Перепишите строки, начиная со строки с «target: <item>blue patterned» и заканчивая строкой с «Return the outline of every instance of the <item>blue» включительно, заменив «tablecloth» на «napkin». Остальное оставьте как есть.

━━━━━ Исходные данные

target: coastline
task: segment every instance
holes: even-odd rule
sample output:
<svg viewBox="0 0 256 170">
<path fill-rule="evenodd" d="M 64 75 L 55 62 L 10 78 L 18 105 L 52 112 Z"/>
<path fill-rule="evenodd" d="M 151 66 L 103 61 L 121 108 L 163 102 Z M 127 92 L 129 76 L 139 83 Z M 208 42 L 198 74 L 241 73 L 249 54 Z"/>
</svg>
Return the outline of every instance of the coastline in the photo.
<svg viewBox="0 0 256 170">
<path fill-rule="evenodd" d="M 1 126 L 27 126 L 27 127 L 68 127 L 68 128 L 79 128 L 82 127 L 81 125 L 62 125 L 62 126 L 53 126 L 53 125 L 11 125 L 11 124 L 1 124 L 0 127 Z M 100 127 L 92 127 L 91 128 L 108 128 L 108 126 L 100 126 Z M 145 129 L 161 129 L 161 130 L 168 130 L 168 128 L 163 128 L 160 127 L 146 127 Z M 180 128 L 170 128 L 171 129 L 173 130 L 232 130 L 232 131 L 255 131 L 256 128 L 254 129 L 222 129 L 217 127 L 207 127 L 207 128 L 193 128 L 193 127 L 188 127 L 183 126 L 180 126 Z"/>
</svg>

━━━━━━━━━━
━━━━━ Исходные данные

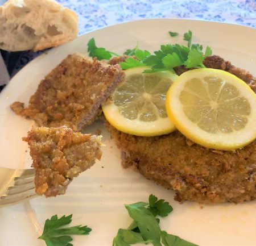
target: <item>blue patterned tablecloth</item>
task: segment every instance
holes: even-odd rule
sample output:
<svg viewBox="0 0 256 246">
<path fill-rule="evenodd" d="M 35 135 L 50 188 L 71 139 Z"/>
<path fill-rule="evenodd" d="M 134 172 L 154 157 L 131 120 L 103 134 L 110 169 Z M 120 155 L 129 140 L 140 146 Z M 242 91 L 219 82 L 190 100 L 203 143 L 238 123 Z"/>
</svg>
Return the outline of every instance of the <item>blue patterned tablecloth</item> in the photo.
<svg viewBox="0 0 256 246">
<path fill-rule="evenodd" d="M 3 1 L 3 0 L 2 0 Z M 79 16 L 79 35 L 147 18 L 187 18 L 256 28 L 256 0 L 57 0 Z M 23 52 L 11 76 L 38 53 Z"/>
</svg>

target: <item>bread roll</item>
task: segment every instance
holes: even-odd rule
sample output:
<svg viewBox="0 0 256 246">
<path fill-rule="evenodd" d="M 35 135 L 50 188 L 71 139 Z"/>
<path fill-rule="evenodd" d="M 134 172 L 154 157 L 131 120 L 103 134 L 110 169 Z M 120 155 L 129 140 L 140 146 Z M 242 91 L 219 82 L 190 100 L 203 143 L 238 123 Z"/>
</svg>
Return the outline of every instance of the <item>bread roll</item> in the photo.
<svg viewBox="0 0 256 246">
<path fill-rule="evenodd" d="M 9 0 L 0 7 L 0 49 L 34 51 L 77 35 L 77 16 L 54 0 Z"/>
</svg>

━━━━━━━━━━
━━━━━ Исходные данные

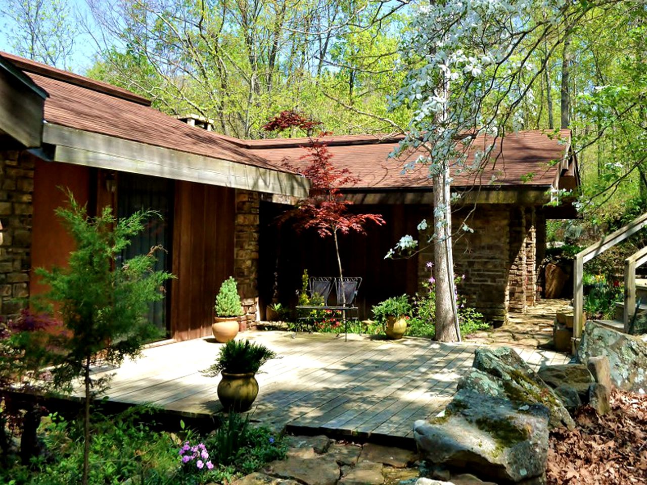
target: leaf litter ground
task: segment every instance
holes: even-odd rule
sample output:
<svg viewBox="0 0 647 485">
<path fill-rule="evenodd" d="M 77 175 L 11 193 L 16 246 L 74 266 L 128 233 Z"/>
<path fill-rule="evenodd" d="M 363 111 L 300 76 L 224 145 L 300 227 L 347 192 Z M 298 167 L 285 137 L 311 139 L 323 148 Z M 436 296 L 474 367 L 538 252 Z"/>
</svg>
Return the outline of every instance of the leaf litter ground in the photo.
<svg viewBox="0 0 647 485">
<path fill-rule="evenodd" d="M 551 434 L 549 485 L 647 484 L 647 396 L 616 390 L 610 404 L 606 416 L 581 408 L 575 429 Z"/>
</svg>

━━━━━━━━━━

Результат
target: <item>blue patterned napkin</item>
task: segment every instance
holes: even-odd rule
sample output:
<svg viewBox="0 0 256 246">
<path fill-rule="evenodd" d="M 35 135 L 50 188 L 71 139 Z"/>
<path fill-rule="evenodd" d="M 134 172 L 154 157 L 131 120 L 103 134 L 110 169 Z M 120 155 L 129 140 L 140 146 Z M 242 91 L 219 82 L 190 100 L 203 143 L 238 123 Z"/>
</svg>
Return the outline of every instance of the <item>blue patterned napkin</item> in the photo.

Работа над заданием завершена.